## Exercise aim
Please swap "Cam-trap alert" for "Trail-camera alert" in every one of the rows below, and return the rows with nothing else altered.

— start Supplied records —

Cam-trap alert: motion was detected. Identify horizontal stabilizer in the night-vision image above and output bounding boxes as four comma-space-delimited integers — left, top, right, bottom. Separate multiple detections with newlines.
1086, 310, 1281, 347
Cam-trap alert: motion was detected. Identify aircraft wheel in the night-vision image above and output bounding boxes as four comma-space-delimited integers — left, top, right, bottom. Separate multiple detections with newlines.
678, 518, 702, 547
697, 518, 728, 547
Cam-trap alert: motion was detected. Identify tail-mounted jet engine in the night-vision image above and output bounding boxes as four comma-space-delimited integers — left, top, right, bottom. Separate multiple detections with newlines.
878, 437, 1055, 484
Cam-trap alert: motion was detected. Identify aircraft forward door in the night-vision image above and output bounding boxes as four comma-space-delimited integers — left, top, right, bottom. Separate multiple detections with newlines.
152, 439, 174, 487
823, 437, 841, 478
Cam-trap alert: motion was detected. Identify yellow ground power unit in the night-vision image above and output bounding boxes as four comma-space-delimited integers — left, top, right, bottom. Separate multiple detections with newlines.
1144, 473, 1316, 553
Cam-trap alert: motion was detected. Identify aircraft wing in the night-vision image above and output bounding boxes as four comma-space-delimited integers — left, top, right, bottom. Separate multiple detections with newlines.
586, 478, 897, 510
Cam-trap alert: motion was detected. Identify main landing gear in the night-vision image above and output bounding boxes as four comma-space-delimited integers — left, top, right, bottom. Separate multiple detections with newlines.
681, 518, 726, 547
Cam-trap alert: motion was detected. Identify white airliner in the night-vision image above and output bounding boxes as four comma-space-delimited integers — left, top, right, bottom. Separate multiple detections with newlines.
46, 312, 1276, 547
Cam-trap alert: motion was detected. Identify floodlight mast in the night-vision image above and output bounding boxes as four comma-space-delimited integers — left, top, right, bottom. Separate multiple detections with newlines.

— end Supplied records —

## Exercise answer
Trail-camera alert: motion was detected. Identify horizontal stabilizer in the night-vision image above and output bounding boxes as four comma-space-delimited integers — left, top, right, bottom. Separate multiple detections with newlines.
1086, 310, 1281, 347
Trail-camera alert: motion was detected. Identify aircraft wheel in the night-vision image above and output bounding boxes as four comma-space-delimited integers — left, top, right, bottom. Separate multiple detections with newlines.
678, 518, 702, 547
697, 518, 728, 547
Trail-camera alert: motion was detected. Identify tail-mounted jet engine in the night-vision image above and output bounding boxes as four comma-space-delimited integers — left, top, right, bottom. Separate multiple detections with newlines.
878, 437, 1055, 484
Trail-camera alert: motion was detected. Identify aircraft forward door in the night-vision image above and output bounding boxes as four comma-space-delimited integers — left, top, right, bottom. Separate multiple detections with newlines.
152, 439, 174, 487
823, 437, 841, 478
Trail-camera alert: motion was detected. Identify yellow ground power unit in the night-vision image above and output bounding boxes as four comma-space-delimited integers — left, top, right, bottom. Separate multiple detections with newlines.
1144, 473, 1316, 553
Trail-camera alert: motion was detected. Identify aircraft wing in the night-vision image above and output bounding boxes as four comma-space-delimited integers — left, top, right, bottom. Separate multiple detections with newlines.
586, 478, 897, 510
Trail-camera alert: motion was detected. Identify main landing gear in the night-vision image above and output bounding boxes as four comma-space-delimited integers — left, top, right, bottom. Separate multiple detections with newlines.
681, 518, 726, 547
Trail-camera alert: motion was detected. Identify white airliner in the night-vision image above and output bounding boxes as four comma-space-delimited integers — left, top, right, bottom. Separate multiple detections with newlines.
46, 312, 1276, 547
Trail-camera alert: motion was detected. Identify floodlight mast in the night-vision image above and output bounding boxes as four comma-space-delimited integers — left, top, right, bottom. Separate multiple detections with newlines.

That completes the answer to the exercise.